• ЗАДАНИЯ:
- A) Повторите дословно фрагмент статьи о бизнес-прогнозах на 2018 год: от слов "Бизнес на распутье." до слов "результате изменений закона." включительно.
- B) Продолжите статью о бизнес-прогнозах на 2018 год, начав сразу после её последнего предложения.

• ТЕКСТ ДОКУМЕНТА:
-----

Бизнес на распутье. Прогнозы–2018

"Деловой Петербург" в партнерстве с Альфа–Банком и девелоперским холдингом "Кортрос" собрал представителей крупного петербургского бизнеса на деловой завтрак, посвященный бизнес–прогнозам на 2018 год. Главный экономист Альфа–Банка Наталия Орлова рассказала о трендах в экономике, а управляющий партнер CLC Наталья Шатихина — о том, куда движется право.

Наталья Шатихина, управляющий партнер CLC:

Ваши бухгалтеры уже познакомили вас с изменениями налогового законодательства, вступившими в силу 1 января. И я думаю, интереснее прогноз изменений в бизнес–среде, которые произойдут в результате изменений закона.
Во–первых, сейчас на излете стадия реформирования кредитно–финансовой отрасли. Одним из признаков конца переформатирования рынка можно считать ход АСВ по возврату средств, выплаченных физическим лицам. Можно прогнозировать, что массовых зачисток, которые мы наблюдали, с перераспределением сегментов и фактическим дофинансированием отдельных групп, которое происходило через средства АСВ, уже не будет. Хотя ЦБ будет активно влиять на процессы через систему резервирования.

-----

• ИЗВЛЕЧЁННЫЕ ДАННЫЕ:
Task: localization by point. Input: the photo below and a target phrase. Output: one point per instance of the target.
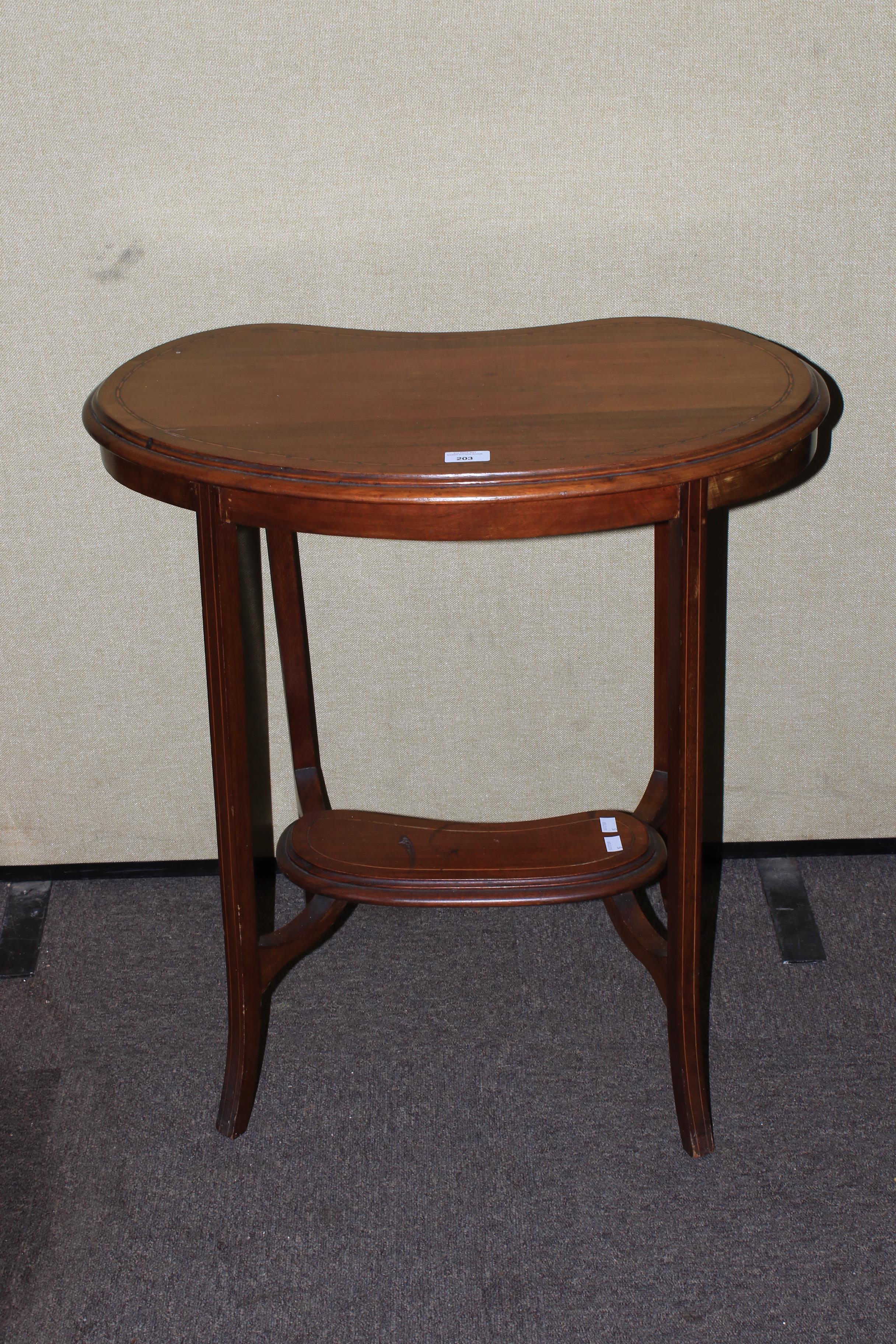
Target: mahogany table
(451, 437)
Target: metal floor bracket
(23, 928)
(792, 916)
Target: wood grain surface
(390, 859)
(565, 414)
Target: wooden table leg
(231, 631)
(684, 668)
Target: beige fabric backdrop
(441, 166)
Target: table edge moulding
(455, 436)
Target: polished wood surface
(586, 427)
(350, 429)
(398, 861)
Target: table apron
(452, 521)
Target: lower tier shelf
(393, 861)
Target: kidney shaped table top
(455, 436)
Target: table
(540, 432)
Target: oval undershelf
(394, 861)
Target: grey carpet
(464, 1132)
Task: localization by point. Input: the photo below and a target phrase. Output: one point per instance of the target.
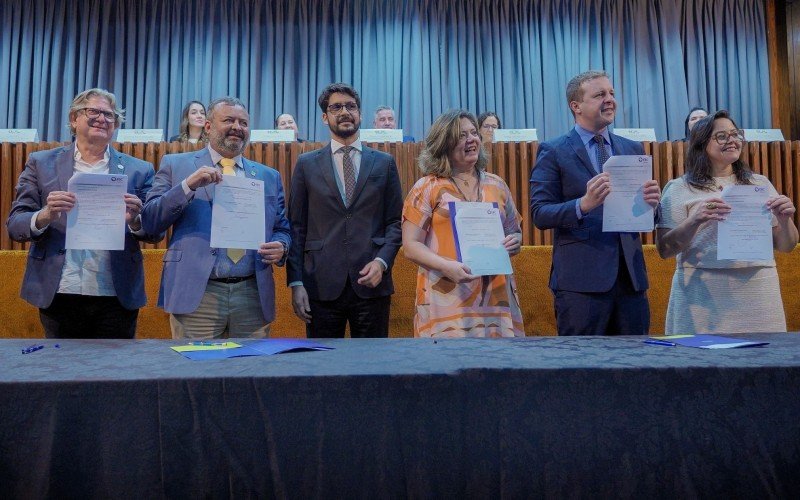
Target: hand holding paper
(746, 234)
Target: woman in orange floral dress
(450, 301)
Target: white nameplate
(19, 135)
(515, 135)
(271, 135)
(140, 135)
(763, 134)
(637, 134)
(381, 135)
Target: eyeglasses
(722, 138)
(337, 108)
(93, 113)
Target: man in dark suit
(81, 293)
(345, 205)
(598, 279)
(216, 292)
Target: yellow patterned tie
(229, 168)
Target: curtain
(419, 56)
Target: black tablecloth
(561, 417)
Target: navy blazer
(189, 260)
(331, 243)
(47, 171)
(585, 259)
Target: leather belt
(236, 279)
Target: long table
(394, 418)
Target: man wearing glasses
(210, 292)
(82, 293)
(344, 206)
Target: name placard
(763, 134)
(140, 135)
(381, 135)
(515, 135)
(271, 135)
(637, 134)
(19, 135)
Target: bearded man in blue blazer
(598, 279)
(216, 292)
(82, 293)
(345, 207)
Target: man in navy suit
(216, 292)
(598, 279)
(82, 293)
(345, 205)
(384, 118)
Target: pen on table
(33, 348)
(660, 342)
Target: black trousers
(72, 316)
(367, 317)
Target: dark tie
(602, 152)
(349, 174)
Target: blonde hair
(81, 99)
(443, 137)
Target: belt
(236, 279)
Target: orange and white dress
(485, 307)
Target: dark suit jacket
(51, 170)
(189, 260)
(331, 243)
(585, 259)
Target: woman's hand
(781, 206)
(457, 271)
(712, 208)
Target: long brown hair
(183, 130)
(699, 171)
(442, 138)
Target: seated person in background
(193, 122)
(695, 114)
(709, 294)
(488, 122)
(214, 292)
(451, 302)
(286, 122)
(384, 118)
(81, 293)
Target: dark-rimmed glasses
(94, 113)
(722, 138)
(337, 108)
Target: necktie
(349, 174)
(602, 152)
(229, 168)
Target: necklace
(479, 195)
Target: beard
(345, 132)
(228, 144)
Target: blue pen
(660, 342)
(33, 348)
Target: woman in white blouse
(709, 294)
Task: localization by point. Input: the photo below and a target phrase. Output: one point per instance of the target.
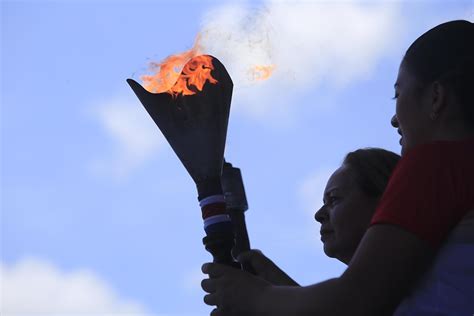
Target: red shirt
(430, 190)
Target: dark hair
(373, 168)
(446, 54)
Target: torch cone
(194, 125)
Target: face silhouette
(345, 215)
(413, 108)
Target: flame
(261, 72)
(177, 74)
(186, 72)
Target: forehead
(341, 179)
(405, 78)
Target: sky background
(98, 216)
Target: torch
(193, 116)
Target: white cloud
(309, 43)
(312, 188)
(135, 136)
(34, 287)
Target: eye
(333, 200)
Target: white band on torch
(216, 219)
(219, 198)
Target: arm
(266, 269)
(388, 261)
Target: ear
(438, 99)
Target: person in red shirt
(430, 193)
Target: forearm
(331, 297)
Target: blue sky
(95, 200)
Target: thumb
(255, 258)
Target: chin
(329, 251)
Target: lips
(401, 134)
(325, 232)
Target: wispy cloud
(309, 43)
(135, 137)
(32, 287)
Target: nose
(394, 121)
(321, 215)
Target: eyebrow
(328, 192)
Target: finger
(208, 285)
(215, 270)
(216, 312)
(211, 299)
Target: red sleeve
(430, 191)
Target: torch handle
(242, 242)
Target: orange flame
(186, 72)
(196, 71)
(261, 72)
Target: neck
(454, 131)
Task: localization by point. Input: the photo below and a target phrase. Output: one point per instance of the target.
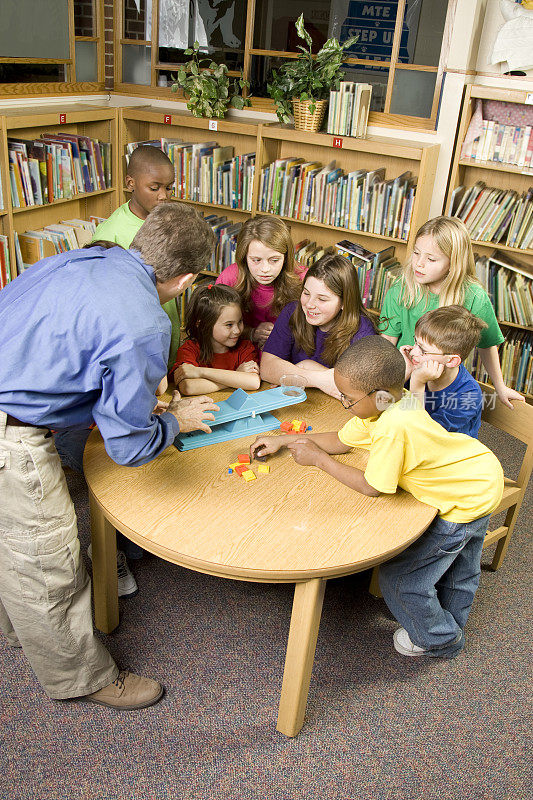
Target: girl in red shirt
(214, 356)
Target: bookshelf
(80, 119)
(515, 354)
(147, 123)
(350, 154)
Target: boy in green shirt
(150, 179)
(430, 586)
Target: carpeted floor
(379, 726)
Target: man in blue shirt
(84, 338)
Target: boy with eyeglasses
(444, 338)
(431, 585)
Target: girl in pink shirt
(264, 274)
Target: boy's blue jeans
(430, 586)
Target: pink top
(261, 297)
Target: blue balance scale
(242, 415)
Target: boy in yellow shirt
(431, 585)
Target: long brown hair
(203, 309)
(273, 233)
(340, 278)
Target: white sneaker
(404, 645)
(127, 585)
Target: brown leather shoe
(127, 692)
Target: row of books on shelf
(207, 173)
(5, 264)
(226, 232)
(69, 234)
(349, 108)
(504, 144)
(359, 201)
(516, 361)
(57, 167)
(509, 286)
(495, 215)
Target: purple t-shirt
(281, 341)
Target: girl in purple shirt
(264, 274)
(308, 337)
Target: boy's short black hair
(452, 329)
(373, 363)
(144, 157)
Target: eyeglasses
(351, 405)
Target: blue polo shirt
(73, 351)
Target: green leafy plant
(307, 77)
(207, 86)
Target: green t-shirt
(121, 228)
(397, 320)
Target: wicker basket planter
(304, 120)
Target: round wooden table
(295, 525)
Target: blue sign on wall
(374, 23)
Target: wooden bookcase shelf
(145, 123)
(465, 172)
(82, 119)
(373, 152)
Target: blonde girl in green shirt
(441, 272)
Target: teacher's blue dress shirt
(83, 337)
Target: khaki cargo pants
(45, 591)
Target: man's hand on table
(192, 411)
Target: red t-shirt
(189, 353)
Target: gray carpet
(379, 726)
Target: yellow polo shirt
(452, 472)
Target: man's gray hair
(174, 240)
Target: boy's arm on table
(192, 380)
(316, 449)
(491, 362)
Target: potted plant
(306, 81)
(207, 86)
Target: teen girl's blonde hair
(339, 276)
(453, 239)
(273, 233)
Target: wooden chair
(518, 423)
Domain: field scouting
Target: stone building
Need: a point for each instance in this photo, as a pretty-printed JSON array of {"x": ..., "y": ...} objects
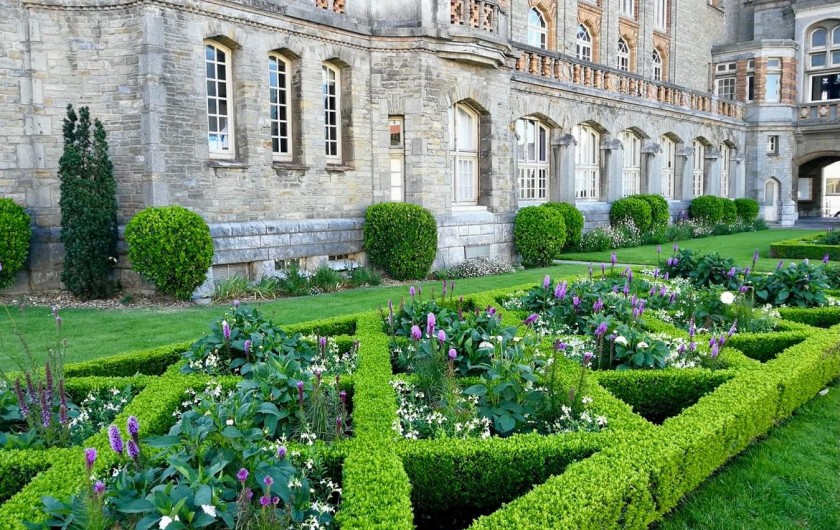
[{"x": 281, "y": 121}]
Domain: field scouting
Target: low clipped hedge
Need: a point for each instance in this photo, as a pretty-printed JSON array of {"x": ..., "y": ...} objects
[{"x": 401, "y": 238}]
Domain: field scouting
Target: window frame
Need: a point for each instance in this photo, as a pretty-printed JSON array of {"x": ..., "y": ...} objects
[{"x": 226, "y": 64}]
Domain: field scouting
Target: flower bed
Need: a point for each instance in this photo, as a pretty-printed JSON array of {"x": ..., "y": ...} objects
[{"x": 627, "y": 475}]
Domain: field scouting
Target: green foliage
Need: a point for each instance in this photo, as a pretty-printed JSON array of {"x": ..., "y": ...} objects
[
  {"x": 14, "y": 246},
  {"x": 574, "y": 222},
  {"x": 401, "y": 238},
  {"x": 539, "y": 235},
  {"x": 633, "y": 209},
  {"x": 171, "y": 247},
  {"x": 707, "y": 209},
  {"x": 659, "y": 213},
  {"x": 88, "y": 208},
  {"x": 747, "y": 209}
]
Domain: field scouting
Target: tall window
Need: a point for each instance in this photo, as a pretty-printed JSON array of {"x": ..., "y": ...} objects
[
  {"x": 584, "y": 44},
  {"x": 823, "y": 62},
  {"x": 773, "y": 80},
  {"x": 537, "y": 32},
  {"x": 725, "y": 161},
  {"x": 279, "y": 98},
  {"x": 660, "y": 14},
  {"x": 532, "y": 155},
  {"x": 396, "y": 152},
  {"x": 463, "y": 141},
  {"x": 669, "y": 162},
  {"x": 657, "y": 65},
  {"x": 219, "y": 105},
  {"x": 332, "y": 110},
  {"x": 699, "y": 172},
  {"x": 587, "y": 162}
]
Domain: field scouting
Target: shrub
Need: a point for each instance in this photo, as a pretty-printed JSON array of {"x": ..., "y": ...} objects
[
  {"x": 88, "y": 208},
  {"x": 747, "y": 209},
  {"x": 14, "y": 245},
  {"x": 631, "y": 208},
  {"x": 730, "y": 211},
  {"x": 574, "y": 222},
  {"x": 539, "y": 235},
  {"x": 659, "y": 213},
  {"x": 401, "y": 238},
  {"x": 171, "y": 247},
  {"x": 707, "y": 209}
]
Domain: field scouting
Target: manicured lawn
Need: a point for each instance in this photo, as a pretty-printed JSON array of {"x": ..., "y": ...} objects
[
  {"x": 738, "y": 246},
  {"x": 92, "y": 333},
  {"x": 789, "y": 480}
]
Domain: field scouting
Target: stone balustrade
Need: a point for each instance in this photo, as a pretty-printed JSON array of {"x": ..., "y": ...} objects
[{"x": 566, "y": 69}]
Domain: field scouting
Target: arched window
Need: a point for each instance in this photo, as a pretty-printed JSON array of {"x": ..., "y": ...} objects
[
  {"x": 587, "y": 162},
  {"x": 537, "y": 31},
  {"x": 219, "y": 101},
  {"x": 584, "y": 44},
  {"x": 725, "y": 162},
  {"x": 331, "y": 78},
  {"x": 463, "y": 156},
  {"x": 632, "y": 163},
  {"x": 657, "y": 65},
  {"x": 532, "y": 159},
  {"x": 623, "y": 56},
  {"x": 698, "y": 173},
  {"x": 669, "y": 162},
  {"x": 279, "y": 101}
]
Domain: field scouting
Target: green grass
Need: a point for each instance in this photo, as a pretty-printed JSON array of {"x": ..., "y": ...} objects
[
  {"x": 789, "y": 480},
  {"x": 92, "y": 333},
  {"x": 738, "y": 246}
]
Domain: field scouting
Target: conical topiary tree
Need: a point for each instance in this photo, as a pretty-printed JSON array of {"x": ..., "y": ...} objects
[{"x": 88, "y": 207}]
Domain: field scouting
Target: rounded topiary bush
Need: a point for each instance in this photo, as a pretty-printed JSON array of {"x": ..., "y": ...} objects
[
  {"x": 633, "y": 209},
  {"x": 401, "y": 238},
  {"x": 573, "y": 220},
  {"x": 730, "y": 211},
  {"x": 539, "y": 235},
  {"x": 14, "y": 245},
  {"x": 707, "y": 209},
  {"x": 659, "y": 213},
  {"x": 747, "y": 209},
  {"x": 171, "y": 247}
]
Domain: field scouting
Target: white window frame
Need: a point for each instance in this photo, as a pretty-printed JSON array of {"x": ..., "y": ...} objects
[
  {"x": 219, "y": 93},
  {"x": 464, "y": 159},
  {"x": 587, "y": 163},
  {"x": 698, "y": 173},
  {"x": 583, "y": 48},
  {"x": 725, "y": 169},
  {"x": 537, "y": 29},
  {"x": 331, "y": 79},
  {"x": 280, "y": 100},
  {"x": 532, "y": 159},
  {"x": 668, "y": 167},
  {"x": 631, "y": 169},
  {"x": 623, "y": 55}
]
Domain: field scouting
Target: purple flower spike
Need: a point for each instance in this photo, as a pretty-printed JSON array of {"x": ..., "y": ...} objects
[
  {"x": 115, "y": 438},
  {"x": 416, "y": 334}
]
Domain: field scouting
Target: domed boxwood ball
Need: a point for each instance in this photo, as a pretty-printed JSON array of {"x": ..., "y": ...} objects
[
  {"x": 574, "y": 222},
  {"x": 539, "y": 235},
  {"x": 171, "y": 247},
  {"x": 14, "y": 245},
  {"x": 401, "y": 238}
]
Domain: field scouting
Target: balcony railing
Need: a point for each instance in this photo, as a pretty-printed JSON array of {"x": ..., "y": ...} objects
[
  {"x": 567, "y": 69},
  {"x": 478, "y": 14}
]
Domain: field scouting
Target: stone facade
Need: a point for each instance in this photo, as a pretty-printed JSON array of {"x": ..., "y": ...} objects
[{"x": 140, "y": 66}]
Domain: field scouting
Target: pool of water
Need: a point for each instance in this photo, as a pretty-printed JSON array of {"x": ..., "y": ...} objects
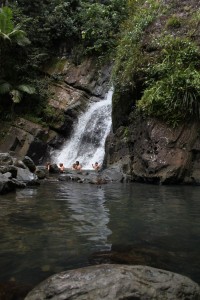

-----

• ОТВЕТЫ К УПРАЖНЕНИЮ:
- A)
Бизнес на распутье. Прогнозы–2018

"Деловой Петербург" в партнерстве с Альфа–Банком и девелоперским холдингом "Кортрос" собрал представителей крупного петербургского бизнеса на деловой завтрак, посвященный бизнес–прогнозам на 2018 год. Главный экономист Альфа–Банка Наталия Орлова рассказала о трендах в экономике, а управляющий партнер CLC Наталья Шатихина — о том, куда движется право.

Наталья Шатихина, управляющий партнер CLC:

Ваши бухгалтеры уже познакомили вас с изменениями налогового законодательства, вступившими в силу 1 января. И я думаю, интереснее прогноз изменений в бизнес–среде, которые произойдут в результате изменений закона.

- B)
Во–вторых, сегодня мы входим в пик фазы очистки рынка капитального и долевого строительства, а также подрядов на госконтракты. Эта отрасль входит в стадию масштабного реформирования. Не секрет, что большинство застройщиков уже давно находятся в стоп–листе у банков, которые не хотят или не могут в полном объеме кредитовать рынок долевого строительства.
Законодательство будет затачиваться таким образом, чтобы на рынке осталось небольшое количество крупных застройщиков. Государство здесь можно понять: долевка — источник постоянного социального напряжения. Останутся те, у кого на разгон хватает своих денег, есть основные средства, кто может не пользоваться большим объемом заемных денег, потому что они будут слишком дорогими. Кроме того, сильно усложняется градостроительное законодательство — а долевое строительство приносит деньги с оборотов, не с единиц, там должны быть большие объемы вводимых метров. И в ближайшие год–два будут передел и укрупнение рынка.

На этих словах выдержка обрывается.